══ SOURCE ══

[AUDIO AND TEXT]
This is the 1st talk given by The Rev. Alice Cabotaje Roshi at the Holy Week 2022 retreat.
Reading: Holy Thursday, 14 April 2022 | Psalm 139:1-18
O God, you have searched me and you know me.
You know when I sit and when I rise; you perceive my thoughts from afar.
You discern my going out and my lying down; you are familiar with all my ways.
Before a word is on my tongue you know it completely, O God.
You hem me in – behind and before;
You have laid your hand upon me.
Such knowledge is too wonderful for me, too lofty for me to attain.
Where do I go from your Spirit?
Where can I flee from your presence?
If I go up to the heavens, you are there;
if I make my bed in the depths, you are there.
If I rise on the wings of the dawn, if I settle on the far side of the sea, even there your hand will guide me, your right hand will hold me fast.
If I say, “Surely the darkness will hide me and the light become night around me,” even the darkness will not be dark to you; the night will shine like the day, for darkness is as light to you.
For you created my inmost being; you knit me together in my mother’s womb.
I praise you because I am fearfully and wonderfully made; your works are wonderful, I know that full well.
My frame was not hidden from you when I was made in the secret place.
When I was woven together in the depths of the earth, your eyes saw my unformed body.
All the days ordained for me were written in your book before one of them came to be.
How precious to me are your thoughts, O God. How vast is the sum of them!
Were I to count them, they would outnumber the grains of sand.
When I awake, I am still with you.
Talk: Holy Thursday, 14 April 2022
Intimacy with God, Intimacy with Ultimate Reality
The Rev. Alice Cabotaje
Good evening. It feels good to see you all. Nona, deep gratitude for you being there onsite, blessing all of us with your presence. Thank you all for being here for this Holy Week retreat; to be in each other’s lives as we practice together in silence individually and together as a community. Tonight, and until Easter Sunday will be days of stillness and silence as we open ourselves to intimacy with God. Our retreat will be a time of further discovering intimacy with God through contemplation, and the practice of sitting and walking meditation.
In Psalm 139, verses 1-18, the psalmist reminds us that God knows us, knows us intimately – whether we know it or not, feel it or not, experience it or not. God’s presence in our lives is not dependent on who we are, where we’re at, or whether we like it or not. God’s presence simply IS and is constant.
While God knows us intimately, do we? All through the centuries, human beings have engaged in many ways to know God: through rituals, prayers, songs, poetry, dance, worship, the practice of meditation, service, community, and contemplation.
Those who seek to know God typically use either one of these two basic approaches: One is Via Affirmativa or the Kataphatic orientation. This is an approach to God through positive assertion about God’s attributes: God is good, just, wise, loving, and so on.
With the Kataphatic approach, which has always been the most popular, the seeker experiences a deep realization of God through visions, feelings, imagery, words, and other sensate or symbolic forms of experience.
The other approach is Via Negativa or the Apophatic orientation, which is the way of God through negation. This is commonplace to all mysticism, whether Western or Eastern.

═══
══ DATA LISTING ══

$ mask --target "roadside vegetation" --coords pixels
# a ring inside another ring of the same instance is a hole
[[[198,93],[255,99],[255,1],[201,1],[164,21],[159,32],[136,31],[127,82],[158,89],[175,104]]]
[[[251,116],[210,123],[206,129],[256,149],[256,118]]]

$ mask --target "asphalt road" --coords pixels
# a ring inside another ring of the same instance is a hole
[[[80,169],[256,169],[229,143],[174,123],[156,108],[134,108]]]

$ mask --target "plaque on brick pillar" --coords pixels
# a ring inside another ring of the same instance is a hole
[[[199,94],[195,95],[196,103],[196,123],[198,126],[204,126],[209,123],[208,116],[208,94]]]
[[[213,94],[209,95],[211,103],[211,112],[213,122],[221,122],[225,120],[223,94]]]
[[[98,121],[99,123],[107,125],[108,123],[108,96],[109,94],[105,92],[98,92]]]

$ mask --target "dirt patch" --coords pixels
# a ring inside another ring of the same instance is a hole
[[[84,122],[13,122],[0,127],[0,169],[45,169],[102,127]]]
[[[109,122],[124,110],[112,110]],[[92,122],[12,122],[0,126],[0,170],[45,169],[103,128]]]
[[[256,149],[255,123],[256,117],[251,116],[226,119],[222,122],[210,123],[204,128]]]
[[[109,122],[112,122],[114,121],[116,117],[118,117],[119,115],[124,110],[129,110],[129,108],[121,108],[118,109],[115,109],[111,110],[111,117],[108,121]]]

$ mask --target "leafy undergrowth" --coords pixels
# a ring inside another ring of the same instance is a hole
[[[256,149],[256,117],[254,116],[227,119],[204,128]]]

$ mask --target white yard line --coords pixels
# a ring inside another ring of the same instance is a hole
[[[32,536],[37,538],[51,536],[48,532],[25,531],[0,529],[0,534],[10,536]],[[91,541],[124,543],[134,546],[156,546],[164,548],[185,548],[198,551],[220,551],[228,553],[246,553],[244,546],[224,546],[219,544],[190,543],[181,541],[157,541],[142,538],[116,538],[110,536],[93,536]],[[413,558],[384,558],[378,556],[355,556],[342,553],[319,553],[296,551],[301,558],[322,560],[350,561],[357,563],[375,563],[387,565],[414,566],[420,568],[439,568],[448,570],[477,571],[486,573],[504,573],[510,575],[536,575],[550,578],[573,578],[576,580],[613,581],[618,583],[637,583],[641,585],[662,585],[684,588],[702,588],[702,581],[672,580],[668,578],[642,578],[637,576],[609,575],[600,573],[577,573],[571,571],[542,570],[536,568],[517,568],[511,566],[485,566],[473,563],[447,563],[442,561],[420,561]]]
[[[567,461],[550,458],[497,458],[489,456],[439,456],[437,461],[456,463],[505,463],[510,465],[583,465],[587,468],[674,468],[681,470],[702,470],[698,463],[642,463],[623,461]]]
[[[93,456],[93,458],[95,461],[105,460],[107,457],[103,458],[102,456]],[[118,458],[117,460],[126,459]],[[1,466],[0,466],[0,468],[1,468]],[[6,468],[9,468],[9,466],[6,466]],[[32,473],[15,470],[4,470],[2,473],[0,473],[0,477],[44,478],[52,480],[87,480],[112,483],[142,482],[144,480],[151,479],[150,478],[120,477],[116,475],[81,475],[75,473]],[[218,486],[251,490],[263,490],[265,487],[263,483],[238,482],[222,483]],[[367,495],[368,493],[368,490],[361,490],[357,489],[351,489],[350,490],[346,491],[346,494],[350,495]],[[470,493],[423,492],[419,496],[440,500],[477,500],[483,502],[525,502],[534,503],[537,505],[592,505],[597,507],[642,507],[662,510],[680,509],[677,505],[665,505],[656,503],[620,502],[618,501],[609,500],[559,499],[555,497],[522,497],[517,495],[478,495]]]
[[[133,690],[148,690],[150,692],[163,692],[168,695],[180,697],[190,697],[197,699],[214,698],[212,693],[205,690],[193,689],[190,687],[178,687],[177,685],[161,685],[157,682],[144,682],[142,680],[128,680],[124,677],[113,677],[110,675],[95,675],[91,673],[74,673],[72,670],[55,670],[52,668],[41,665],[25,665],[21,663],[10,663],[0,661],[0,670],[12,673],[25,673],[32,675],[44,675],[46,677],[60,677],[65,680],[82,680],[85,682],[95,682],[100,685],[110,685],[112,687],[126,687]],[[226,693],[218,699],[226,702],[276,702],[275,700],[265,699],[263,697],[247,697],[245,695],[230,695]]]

═══

• PROBLEM SET
1. Answer these about the Holy Week retreat talk:
(a) In the psalm reading, what does the psalmist say God's thoughts would outnumber?
(b) On what day and date was the talk given?
(c) What other name does the talk give for Via Negativa?
2. Carry the Holy Week retreat talk further, picking up right after its last sentence and keeping the speaker's voice.
The material after the Holy Week retreat talk stands apart from it.

• SOLVED PROBLEMS
1.
(a) The grains of sand.
(b) Holy Thursday, 14 April 2022.
(c) The Apophatic orientation.

2.
There are no predicates attach to God; no words may legitimately be used to describe the Divine. God is “not this, not that”. In stripping from our mind its delusions about God we prepare it for the truth, and in eliminating all that is not God, we begin to penetrate to the heart of the mystery. (John Ferguson – Encyclopedia of Mysticism http://www.oregonvos.net/~jflory/apophatic.htm.)
The Apophatic way emphasizes the truth of God that lies behind, beyond, or hidden within all sensory or intellectual representations. It means opening to the mystery of the divine presence within us which transcends the capacity of our faculties. Zen Buddhism is an Apophatic way.
One characteristic of the apophatic way is contemplation. The roots of contemplation are the Latin words cum (“with”) and templum (“temple”), which connote the sacredness of the experience. In its original meaning, contemplation is always a gift and cannot be achieved by any method or practice.
The author of The Cloud of Unknowing emphasizes that true contemplation is never manipulated. There is nothing one can do to “achieve” the experience, to force it to happen. All one can do is try not to interfere should it arise in as we practice in silence. The author says: “Simply try to be the wood, and let it be the carpenter.” (Belden Lane, The Solace of Fierce Landscapes, p 71).
In contemplation, in sitting and walking meditation, our awareness is open and not focused on one thing to the exclusion of others. In our practice we will simply nurture a simple willingness to be open to God’s movements, leadings, and invitations.
(http://www.shalem.org/publication/newsletter/archives/2004/2004_fall/article_02)
Our starting point will be stillness and silence. As the Psalmist says in Psalm 46:10, “Be still, and know that I am God.” And contemplatives remind us: “God’s first language is silence.”
While in silence, we will listen.
To truly listen is to shed, as much as possible, all of our protective mechanisms, at least for the time of listening. To listen is to be willing to simply be present with what we hear without trying to figure it out or control it. To listen is to be radically receptive to what arises.
To do that, we have to be honest with ourselves. We have to be aware and accepting of our preconceptions, desires, and delusions – all that prevents us from listening. We also will have to be willing to put these preconceptions, desires, and delusions aside so that we can hear what is being said for what it is.
During our retreat, I would like to invite us to undergo what acoustic ecologists call ear cleaning.
This would involve opening our ears to every sound that arises: when we shift in our seats or cushions; when we stand up; when we walk; when we chew our food; when we drink; when a bird chirps; when the bell rings; when the clappers sound; when we turn a page of paper; when a car drives by; to all sounds made by others and other beings.
As we go through our retreat, I would like to invite those who are willing to experience this koan: “What is the SUBTLE sound of one hand?”
Some of you may have worked on the koan “What is the sound of one hand?” And I’d like to encourage us to go further and ask, “What is the subtle sound of one hand?”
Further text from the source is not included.